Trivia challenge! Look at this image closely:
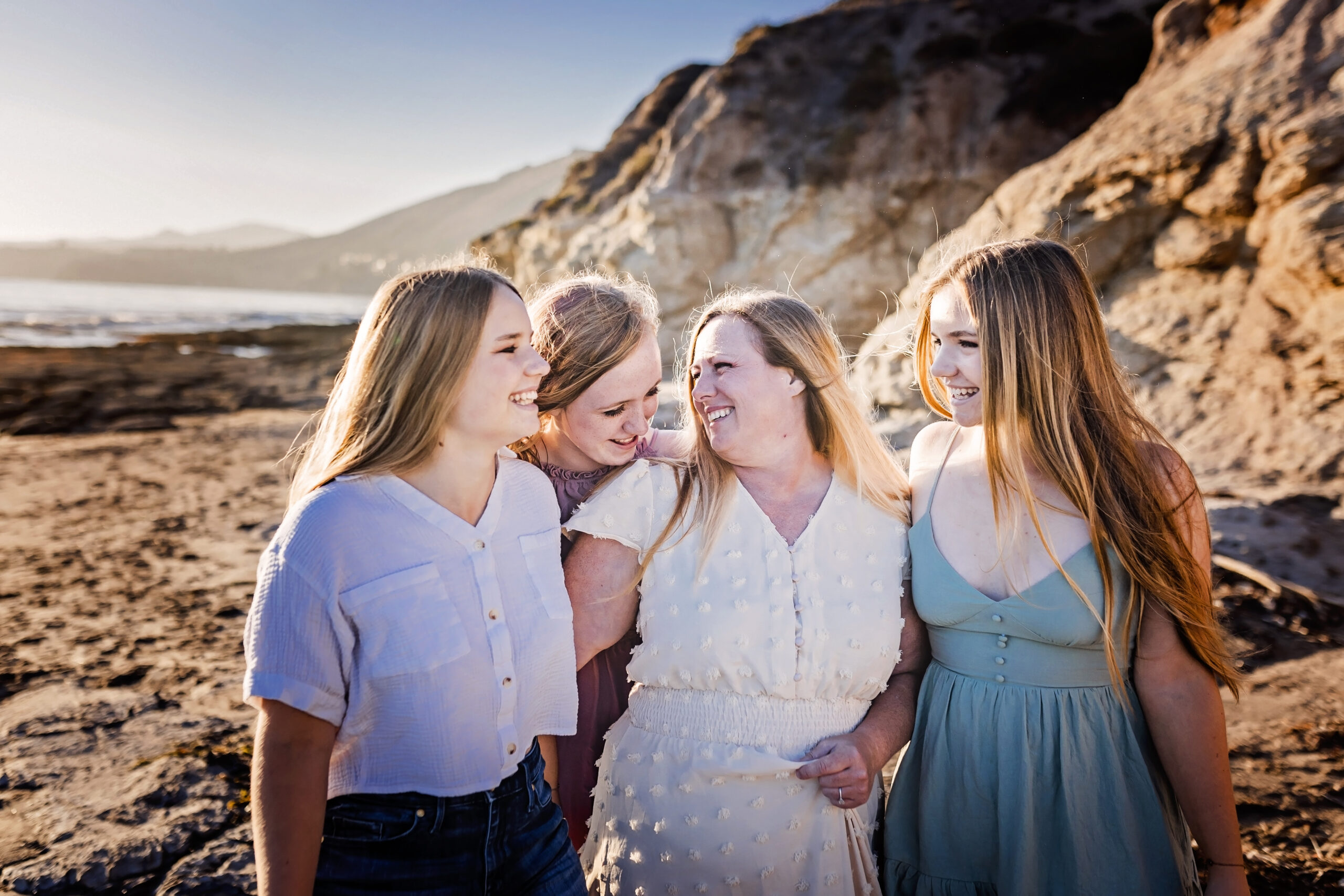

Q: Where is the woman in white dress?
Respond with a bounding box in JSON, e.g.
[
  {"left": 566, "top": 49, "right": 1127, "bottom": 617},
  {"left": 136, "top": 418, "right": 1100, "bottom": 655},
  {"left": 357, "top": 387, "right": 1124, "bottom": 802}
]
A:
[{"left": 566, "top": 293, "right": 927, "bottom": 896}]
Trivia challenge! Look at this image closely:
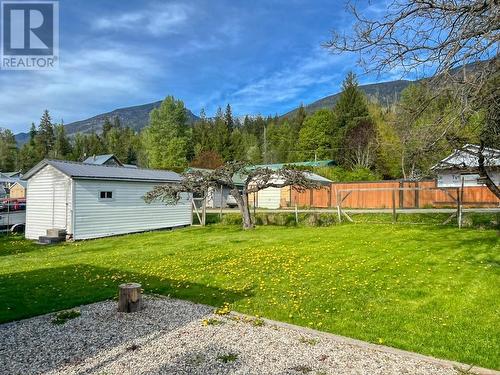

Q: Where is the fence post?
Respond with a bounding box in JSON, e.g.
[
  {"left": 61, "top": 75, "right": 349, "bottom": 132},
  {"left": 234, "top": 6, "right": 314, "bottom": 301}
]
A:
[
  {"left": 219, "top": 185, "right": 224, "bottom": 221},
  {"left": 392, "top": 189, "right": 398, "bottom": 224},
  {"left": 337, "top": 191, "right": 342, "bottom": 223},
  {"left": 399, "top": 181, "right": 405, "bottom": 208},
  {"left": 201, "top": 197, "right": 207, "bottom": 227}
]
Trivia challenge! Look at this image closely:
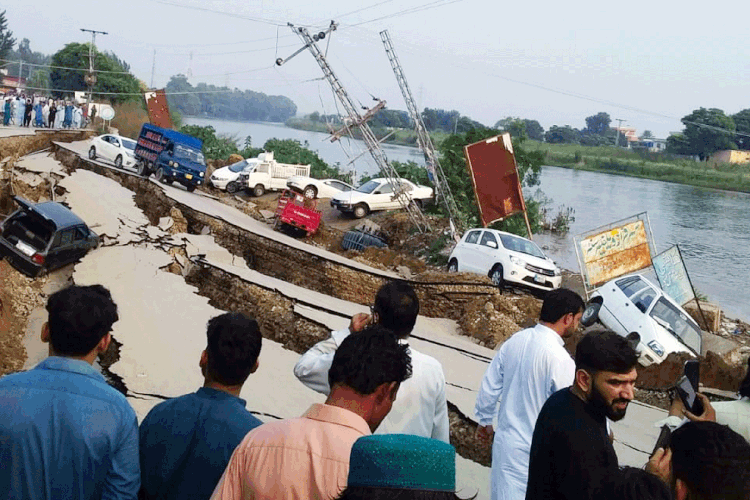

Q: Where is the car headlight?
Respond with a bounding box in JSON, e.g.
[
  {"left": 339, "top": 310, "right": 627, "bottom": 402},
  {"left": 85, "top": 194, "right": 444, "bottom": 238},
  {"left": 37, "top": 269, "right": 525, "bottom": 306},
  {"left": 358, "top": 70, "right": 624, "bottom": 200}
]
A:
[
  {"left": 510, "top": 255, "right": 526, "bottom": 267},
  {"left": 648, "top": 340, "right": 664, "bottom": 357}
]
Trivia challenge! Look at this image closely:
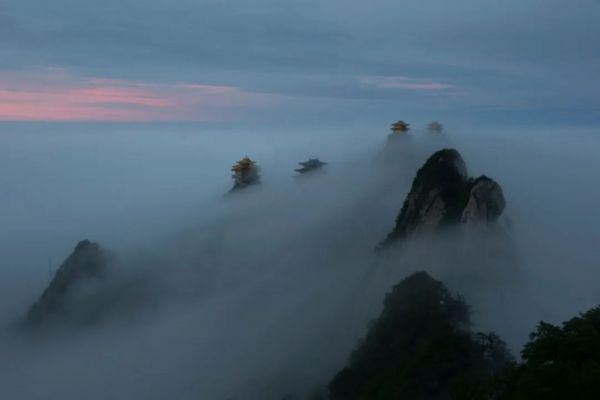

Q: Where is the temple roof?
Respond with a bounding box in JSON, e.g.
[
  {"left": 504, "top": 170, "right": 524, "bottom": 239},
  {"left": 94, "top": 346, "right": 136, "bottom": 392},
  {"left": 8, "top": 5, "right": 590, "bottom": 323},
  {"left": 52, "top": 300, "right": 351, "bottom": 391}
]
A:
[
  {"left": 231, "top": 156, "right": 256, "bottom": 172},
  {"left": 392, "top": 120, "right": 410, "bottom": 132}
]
--
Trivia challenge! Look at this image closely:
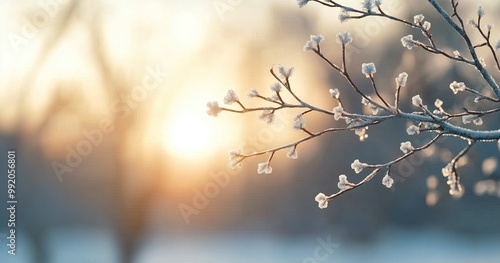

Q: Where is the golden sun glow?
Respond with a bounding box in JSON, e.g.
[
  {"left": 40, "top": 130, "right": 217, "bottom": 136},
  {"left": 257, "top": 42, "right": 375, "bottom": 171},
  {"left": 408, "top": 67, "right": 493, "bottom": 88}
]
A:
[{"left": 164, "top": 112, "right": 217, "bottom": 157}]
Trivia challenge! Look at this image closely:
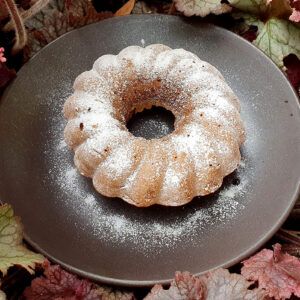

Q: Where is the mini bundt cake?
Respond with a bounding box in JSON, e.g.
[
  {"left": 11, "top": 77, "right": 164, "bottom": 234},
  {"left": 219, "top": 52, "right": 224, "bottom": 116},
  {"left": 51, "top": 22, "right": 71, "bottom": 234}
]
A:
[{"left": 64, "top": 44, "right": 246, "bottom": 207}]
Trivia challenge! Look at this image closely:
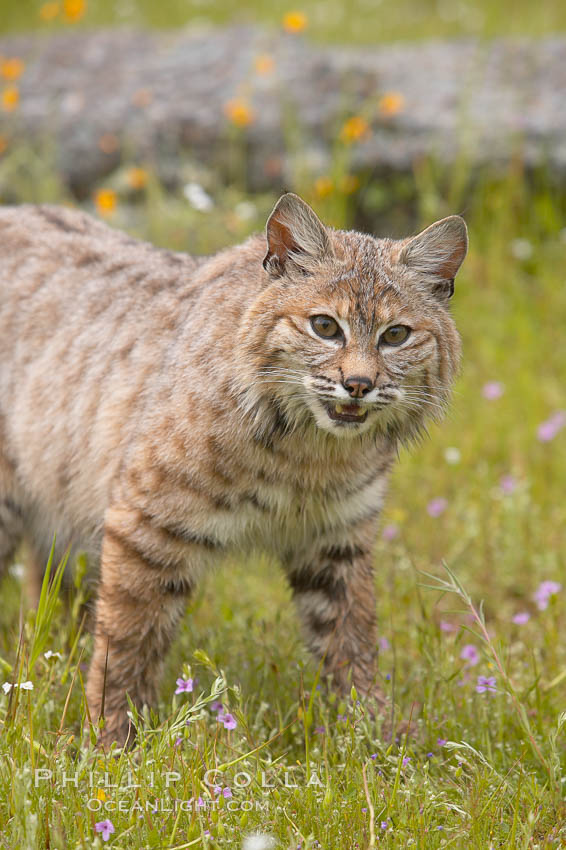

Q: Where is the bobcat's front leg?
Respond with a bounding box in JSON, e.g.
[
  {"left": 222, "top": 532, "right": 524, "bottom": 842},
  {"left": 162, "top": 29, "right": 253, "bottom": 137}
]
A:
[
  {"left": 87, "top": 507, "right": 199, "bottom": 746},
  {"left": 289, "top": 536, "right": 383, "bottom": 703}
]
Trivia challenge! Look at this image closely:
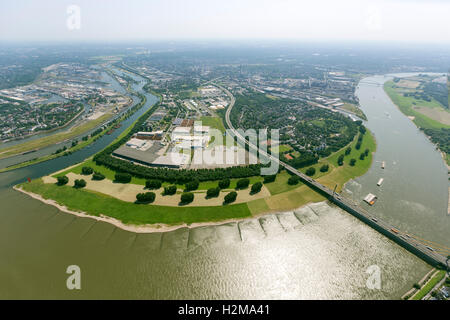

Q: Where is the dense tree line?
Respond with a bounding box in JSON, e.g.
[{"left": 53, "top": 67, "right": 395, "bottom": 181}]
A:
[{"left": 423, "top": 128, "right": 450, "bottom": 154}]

EXERCISE DIRECTIONS — Gather every line of the rows above that contains the word "Where", and copy each one in full.

TASK OUTPUT —
Q: Where is the woman in white dress?
Q: Where is the fence post?
Q: Where is the car headlight?
Q: Where is the temple roof?
Q: Where is the golden sun glow?
Q: Where is the mini bundt cake?
Q: Where is the bobcat's front leg?
Q: Where is the dense tree line?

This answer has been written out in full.